Texte proposé =>
%%
L'histoire :
Constance, âgée d'une dizaine d'année, est élevée à la dure dans une grande maison campagnarde du côté de Brie, par son grand-père Émile et sa grand-mère Adelaïde. Une instruction rigoureuse lui est chaque jour prodiguée par l'impitoyable Adelaïde dans l'enceinte même de la propriété, dont l'orpheline a l'interdiction absolue de sortir. A la moindre désobéissance, à la moindre bêtise, la punition est redoutable : elle doit passer la nuit dans le grenier, seule, sans lumière, au milieu des araignées. La grand-mère n'hésite jamais non plus à se servir du martinet. Passif et soumis, le grand-père laisse faire, sans jamais défendre l'enfant – il redoute bien trop le courroux de son épouse. Constance trouve toutefois un peu de liberté dans la lecture, ou à travers les aventures imaginaires qu'elle s'organise dans l'aile abandonnée du manoir, ou encore dans le jardin, où elle joue avec le chat Noirette. Par moment, elle se demande comment étaient ses parents, qu'elle n'a jamais connus. En effet, laseule photo qu'Adelaïde et Émile ont encadré chez eux est celle de leur premier enfant, Eléonore, morte à dix ans d'une maladie brutale. Constance n'ose jamais demander comment ils ont disparu, craignant plus que tout la violente réaction épidermique de sa grand-mère. Un jour, sa grand-mère lui présente la famille Da Costa, des portugais qui viennent s'installer gracieusement dans la petite maison du jardin, en échange de l'entretien de la maison et du gardiennage de la propriété. Toute intimidée, Constance se retrouve pour la première fois face à des enfants de son âge...
%%
Matériel d'étude =>
%%
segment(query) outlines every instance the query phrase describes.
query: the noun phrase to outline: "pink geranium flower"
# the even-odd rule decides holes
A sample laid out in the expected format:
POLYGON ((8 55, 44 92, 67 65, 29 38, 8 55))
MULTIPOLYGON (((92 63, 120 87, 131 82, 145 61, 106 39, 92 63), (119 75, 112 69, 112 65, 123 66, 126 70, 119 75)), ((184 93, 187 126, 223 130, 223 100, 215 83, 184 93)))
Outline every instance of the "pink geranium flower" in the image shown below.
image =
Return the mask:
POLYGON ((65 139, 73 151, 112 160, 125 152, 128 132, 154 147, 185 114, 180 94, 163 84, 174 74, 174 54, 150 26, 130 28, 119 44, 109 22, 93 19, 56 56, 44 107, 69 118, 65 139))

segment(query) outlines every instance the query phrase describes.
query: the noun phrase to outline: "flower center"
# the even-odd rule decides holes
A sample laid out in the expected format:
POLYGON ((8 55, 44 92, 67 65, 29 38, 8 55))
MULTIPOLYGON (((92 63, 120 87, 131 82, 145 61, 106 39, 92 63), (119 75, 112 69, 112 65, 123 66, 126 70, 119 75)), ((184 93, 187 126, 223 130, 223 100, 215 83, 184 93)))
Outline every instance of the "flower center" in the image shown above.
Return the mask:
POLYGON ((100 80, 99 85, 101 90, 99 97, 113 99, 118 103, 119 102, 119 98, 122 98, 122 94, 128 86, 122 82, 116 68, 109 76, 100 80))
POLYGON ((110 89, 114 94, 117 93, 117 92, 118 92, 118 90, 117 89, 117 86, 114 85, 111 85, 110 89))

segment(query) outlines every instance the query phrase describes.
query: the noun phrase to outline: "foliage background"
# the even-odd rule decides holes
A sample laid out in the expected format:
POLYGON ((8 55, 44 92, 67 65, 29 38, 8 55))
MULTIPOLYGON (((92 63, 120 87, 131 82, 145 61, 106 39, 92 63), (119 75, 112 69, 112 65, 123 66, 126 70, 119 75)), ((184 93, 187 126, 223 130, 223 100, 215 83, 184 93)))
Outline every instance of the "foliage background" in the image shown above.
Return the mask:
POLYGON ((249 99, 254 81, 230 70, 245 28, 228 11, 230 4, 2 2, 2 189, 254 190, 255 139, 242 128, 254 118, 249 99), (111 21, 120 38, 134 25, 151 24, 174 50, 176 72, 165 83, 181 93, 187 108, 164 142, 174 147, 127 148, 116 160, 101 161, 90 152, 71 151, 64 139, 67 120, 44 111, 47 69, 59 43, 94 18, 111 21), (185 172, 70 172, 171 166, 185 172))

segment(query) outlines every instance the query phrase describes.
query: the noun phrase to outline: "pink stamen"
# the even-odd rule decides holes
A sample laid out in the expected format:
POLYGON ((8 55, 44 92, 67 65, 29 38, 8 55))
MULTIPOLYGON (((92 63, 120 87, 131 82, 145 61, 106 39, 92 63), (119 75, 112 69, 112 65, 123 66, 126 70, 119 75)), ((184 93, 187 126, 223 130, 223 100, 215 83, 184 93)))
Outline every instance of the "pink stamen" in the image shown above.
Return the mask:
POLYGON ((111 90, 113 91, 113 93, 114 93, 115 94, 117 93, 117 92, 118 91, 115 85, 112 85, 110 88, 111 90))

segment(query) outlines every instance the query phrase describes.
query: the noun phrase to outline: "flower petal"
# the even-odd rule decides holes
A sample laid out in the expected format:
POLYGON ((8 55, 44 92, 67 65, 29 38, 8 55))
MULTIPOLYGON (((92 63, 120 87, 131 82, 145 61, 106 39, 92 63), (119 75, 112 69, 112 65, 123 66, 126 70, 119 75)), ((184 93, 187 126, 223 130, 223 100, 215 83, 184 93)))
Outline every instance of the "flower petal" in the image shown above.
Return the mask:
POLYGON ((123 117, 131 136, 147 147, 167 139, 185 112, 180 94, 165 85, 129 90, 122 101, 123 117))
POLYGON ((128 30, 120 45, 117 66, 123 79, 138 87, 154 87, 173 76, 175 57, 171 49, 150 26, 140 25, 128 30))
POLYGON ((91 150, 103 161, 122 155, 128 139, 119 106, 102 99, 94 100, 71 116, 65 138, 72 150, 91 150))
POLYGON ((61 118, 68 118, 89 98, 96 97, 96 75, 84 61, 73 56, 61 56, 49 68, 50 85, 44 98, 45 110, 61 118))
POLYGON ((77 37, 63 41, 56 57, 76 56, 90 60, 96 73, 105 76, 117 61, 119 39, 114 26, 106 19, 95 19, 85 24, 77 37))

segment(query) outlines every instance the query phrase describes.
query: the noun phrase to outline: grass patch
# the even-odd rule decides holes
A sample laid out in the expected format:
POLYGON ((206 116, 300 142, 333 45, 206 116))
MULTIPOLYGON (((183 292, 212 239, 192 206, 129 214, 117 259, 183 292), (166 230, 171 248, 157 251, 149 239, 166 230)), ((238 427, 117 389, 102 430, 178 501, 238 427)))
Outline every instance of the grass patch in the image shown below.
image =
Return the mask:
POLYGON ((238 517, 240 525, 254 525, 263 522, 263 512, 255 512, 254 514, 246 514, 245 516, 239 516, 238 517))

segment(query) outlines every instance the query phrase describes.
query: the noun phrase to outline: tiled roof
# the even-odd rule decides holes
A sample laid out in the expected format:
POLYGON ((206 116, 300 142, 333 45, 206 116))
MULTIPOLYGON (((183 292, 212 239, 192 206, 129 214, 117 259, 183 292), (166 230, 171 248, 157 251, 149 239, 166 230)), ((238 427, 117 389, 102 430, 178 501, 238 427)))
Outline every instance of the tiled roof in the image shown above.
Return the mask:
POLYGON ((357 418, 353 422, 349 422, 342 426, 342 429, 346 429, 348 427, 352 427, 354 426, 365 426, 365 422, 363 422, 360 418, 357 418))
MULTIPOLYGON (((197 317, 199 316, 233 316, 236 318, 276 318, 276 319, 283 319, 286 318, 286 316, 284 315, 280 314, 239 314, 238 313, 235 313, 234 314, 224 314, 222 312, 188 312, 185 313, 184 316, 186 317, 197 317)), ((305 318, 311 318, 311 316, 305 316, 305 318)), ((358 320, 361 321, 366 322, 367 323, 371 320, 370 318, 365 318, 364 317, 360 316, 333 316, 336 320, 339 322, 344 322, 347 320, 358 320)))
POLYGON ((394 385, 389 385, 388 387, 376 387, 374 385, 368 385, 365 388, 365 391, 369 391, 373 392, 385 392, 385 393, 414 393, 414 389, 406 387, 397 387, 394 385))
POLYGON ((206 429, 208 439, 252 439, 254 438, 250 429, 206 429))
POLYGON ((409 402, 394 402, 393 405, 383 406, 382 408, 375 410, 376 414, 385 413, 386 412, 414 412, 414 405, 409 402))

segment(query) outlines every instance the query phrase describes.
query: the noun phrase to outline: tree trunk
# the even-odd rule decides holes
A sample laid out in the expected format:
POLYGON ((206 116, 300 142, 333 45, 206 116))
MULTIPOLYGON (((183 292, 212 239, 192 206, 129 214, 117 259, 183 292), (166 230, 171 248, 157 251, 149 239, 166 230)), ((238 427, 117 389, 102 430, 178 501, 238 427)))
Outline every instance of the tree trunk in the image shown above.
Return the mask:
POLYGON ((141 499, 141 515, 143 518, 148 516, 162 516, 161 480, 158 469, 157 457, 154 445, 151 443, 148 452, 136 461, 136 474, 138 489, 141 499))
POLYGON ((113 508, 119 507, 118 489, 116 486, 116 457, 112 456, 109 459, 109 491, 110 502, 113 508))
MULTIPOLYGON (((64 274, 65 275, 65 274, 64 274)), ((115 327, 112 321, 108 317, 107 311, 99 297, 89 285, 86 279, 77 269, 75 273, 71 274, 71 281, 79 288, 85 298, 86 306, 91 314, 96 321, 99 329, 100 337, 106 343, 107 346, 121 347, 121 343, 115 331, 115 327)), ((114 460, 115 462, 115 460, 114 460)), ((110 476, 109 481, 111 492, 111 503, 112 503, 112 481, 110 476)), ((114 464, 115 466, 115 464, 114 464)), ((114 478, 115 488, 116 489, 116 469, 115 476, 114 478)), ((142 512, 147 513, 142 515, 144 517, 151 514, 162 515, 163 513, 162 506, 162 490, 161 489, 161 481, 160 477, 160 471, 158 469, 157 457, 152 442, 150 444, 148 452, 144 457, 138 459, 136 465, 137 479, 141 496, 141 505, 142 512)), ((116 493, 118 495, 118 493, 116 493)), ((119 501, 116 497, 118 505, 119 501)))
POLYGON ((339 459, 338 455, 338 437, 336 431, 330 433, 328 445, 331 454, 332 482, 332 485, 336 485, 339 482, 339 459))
%%
Vos consignes =>
a - Relevez tous les prénoms de personnes qui figurent dans le texte sur Constance.
b - Poursuivez le texte sur Constance à partir de sa dernière phrase.
Les items ne jouent aucun rôle ici.

Réponses par item =>
a - Constance, Émile, Adelaïde, Eléonore

b -
Ce qu'on en pense sur la planète BD :
Cela commence par un contexte difficile strict, une éducation d'un autre temps, des mœurs ultra rigoristes appliquées par ses grands-parents à une enfant de 10 ans. L'auteur Mathias Lehmann ne lésine pas sur l'austérité de ton, relayée graphiquement par un dessin encré en noir et blanc, tout strié, à la manière de la technique dite de « carte à gratter ». Les nombreux narratifs et les expressions faciales caricaturales viennent toutefois alléger le propos et accompagnent le lecteur dans la découverte de la vie contrite et encadrée de cette pauvre enfant de dix ans. Des bribes d'humour, par moment (Giscard !), ainsi qu'un découpage aéré et inventif des planches, majoritairement sans bordures de case, ajoutent aussi l'air nécessaire à ce qui aurait pu être une narration pesante. Au fil de la lecture de ce solide roman graphique, l'environnement de Constance se complète néanmoins de manière sévère et tragique, progressivement étayée par des révélations choc sur ce contexte familial pesant, qui en accroissent à chaque fois l'intensité... et la cohérence. La chronique sociale tourne ainsi insidieusement au thriller, admirablement construit, impliquant de fait le lecteur dans une complicité de non-dénonciation pour maltraitance. En ressort un thriller familial génial, abouti et prenant, sans aucun doute l'une des meilleures BD de l'année 2015.